===== Recorded data

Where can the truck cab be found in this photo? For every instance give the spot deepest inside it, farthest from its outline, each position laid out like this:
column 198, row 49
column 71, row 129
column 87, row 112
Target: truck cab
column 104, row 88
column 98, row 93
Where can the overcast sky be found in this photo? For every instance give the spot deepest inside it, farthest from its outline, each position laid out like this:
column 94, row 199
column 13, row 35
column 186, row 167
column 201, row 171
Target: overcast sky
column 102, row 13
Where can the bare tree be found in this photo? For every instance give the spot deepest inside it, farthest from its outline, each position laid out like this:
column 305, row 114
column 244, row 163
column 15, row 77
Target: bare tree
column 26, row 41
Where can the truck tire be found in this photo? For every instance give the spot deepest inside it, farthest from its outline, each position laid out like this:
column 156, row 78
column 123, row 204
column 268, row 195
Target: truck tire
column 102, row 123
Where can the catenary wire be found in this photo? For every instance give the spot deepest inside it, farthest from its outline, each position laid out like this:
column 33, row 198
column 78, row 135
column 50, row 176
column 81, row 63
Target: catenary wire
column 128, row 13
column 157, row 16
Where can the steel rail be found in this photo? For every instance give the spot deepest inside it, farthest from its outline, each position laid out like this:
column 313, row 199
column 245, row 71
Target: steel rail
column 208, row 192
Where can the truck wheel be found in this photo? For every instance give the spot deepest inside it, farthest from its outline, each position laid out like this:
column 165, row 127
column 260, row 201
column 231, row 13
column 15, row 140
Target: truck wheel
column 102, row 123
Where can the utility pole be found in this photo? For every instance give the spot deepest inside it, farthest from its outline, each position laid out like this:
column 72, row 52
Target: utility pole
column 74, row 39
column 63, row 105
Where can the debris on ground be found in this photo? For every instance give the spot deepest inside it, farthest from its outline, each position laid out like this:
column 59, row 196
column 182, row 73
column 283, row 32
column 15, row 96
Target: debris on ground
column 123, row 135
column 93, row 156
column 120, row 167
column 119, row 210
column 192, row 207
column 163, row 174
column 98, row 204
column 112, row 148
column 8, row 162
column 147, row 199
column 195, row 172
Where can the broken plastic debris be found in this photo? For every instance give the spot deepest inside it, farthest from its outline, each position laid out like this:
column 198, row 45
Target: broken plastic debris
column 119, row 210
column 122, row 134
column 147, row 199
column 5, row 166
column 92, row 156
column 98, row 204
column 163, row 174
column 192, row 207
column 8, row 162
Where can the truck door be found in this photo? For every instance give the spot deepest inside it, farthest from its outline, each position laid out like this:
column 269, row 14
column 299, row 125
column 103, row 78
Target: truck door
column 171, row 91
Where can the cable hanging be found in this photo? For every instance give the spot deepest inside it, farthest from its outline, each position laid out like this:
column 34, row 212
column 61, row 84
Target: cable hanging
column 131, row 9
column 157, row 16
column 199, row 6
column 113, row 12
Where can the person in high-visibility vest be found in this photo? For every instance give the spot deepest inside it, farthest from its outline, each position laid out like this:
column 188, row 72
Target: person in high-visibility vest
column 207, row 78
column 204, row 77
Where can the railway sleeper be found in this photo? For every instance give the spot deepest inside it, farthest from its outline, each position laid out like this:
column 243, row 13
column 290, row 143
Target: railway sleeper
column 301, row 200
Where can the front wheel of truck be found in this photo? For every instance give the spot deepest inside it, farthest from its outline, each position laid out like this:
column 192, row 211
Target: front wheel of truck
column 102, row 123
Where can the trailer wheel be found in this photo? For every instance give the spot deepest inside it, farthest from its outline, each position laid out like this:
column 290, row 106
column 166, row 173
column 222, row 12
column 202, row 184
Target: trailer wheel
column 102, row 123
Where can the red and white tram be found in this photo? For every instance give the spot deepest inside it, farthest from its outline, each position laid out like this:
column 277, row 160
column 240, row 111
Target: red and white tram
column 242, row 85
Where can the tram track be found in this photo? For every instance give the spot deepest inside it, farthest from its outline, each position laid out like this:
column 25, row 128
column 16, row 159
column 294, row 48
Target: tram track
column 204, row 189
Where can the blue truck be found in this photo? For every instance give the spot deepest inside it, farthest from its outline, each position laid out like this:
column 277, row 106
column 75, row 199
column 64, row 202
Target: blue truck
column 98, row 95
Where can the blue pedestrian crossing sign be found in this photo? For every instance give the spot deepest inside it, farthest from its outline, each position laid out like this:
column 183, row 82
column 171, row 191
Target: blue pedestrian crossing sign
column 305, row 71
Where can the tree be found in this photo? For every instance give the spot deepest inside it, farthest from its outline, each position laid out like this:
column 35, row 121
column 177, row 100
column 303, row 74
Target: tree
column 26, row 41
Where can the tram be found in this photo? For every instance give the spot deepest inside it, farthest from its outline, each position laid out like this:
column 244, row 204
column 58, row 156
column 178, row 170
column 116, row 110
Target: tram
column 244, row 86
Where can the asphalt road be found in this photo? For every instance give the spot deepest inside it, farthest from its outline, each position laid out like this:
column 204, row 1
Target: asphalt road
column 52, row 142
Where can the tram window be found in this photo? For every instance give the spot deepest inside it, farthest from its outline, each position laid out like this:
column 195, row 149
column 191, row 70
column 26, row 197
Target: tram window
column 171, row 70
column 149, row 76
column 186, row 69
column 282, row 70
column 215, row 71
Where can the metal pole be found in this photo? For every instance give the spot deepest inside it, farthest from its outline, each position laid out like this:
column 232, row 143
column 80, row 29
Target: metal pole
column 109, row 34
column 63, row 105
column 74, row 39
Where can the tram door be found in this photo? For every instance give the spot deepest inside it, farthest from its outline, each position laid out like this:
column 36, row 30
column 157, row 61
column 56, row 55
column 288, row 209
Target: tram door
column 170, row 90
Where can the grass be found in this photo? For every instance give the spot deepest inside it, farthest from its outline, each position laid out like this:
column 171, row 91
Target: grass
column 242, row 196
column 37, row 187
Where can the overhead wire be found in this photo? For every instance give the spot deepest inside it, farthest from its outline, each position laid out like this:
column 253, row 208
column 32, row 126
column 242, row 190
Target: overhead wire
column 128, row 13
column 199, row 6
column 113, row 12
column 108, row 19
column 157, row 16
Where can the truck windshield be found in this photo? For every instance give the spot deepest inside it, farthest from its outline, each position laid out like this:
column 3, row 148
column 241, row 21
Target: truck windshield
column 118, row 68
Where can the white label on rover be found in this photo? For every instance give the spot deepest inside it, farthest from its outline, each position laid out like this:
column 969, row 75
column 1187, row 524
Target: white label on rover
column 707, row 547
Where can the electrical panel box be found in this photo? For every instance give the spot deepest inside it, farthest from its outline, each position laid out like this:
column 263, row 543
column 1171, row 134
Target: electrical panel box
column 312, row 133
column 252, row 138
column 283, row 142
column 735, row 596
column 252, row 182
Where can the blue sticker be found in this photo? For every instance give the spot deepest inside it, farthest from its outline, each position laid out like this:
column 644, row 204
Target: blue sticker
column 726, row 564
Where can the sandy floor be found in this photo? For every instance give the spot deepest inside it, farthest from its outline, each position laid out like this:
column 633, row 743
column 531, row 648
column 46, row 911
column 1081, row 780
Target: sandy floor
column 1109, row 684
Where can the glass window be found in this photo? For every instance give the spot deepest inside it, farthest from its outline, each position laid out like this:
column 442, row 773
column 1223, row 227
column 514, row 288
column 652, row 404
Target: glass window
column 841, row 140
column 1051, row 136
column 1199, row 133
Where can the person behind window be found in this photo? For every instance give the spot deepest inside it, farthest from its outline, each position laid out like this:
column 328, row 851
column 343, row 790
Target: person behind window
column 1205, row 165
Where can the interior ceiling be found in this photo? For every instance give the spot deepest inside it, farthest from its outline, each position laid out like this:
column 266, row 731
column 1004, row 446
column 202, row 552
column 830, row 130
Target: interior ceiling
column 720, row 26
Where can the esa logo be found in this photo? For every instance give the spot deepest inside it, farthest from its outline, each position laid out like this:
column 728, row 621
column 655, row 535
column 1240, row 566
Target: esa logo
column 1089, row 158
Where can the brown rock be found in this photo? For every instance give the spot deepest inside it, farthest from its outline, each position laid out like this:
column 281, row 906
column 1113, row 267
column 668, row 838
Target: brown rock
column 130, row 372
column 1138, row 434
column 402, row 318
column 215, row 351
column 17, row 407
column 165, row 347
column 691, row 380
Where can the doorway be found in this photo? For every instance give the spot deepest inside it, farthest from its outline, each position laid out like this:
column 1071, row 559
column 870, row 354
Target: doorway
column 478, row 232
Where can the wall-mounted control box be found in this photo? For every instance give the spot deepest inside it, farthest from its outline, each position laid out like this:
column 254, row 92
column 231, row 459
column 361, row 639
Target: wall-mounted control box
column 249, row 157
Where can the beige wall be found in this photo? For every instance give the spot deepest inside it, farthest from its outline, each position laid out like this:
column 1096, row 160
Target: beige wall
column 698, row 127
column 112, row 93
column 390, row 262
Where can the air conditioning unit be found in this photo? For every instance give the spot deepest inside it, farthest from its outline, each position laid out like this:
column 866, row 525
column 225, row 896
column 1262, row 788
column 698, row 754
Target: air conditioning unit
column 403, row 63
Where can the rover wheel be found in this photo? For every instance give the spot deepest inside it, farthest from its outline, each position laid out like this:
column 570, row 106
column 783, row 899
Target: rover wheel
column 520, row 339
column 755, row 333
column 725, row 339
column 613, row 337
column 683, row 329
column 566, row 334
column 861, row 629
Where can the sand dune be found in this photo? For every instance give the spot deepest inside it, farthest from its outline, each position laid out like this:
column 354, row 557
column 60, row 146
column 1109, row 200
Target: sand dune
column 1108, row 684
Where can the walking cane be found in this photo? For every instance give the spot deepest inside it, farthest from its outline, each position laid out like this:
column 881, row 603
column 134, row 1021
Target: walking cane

==========

**Brief:**
Write out, word for word, every line from the one containing "Where can the air" through the last line of the records above.

**Answer to the problem:**
Where can the air conditioning unit be found in this photo? For every instance give the spot deepest inside it, farthest from its outline, each position laid out like this:
column 866, row 525
column 225, row 896
column 1262, row 788
column 698, row 754
Target: air conditioning unit
column 403, row 63
Where can the rover wheel be found in this photo? For every instance give the spot deepest inside it, farthest from its outline, each position laid out like this:
column 570, row 106
column 783, row 899
Target: rover wheel
column 520, row 339
column 755, row 333
column 725, row 339
column 613, row 337
column 683, row 329
column 566, row 334
column 861, row 629
Where can the sand dune be found in this photo? For every instance give the spot deepest inside it, farthest from its outline, each position laid out like this:
column 354, row 557
column 60, row 146
column 1109, row 200
Target: sand dune
column 1108, row 684
Where can the walking cane be found in this photo? For every instance give the spot deepest inside it, farthest from its outline, each position laid out like this:
column 881, row 603
column 134, row 1021
Target: walking cane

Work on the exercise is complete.